REQUIRED TASK A.
Answer these questions about the forum thread below:
(i) Which company does M.Wong say made the promo or ad?
(ii) Which model does BMRSEB say the car actually was?
(iii) Which part of the car does M.Wong look at more closely before agreeing with BMRSEB?

GIVEN TEXT.
# Dang...I parked my car outside a store and look what happens...



## MMMM_ERT (Mar 13, 2004)

:yikes: :yikes: :yikes: :yikes:

No, its not really my car...thought you peeps would think it was of interest.


----------



## mrogers (Mar 2, 2004)

Holy ****, that sucks! Someone needs to secure their roof ornaments, lol! :rofl:


----------



## Clarke (Oct 21, 2002)

Beckham bent it?


----------



## M.Wong (Jan 9, 2003)

That will buff right out. 

Dang snobby E38 owners think they can park anywhere. Oh wait...  

(I understand this was a promo/ad done by Nike, by the way.)


----------



## BMRSEB (Oct 14, 2003)

M.Wong said:


> That will buff right out.
> 
> Dang snobby E38 owners think they can park anywhere. Oh wait...
> 
> (I understand this was a promo/ad done by Nike, by the way.)


BTW, that was an E36 not E38..


----------



## M.Wong (Jan 9, 2003)

BMRSEB said:


> BTW, that was an E36 not E38..


Oh man, from that side view I thought it looked like a longer car than an E36... must be 'cause it's squished! Now that I look closer at the trunk, I see what you mean...

REQUIRED TASK B.
Collect every line of the records that contains the string "roof". Case counts.

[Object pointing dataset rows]
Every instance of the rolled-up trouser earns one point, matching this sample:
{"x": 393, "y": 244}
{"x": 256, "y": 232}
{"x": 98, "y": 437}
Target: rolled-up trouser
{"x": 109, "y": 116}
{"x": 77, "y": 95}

==

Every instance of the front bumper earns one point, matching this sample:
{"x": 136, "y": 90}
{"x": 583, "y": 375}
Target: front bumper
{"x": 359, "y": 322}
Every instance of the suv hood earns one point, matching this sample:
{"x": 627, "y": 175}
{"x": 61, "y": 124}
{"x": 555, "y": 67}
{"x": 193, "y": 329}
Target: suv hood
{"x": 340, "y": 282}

* * *

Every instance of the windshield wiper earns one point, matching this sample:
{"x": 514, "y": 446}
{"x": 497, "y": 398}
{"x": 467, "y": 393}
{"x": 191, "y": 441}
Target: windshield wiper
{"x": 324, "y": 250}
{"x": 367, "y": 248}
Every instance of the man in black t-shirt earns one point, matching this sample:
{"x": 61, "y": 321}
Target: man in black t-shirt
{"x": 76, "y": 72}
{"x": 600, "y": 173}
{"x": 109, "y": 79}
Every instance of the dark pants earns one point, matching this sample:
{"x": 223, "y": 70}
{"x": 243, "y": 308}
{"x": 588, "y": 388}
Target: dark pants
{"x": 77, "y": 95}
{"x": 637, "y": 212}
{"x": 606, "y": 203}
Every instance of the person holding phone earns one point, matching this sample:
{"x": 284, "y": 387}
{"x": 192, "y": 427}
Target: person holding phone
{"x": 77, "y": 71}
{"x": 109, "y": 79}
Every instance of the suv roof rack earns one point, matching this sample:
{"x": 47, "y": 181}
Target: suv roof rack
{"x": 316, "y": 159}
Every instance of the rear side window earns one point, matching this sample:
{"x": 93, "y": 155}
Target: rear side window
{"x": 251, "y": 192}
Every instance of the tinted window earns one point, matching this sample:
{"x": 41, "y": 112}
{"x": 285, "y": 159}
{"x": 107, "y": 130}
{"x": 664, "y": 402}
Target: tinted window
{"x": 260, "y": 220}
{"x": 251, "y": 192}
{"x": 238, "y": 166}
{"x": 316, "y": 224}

WRITTEN RESPONSE A.
(i) Nike
(ii) An E36, not an E38
(iii) The trunk

WRITTEN RESPONSE B.
Every instance of the suv roof rack earns one point, matching this sample:
Target: suv roof rack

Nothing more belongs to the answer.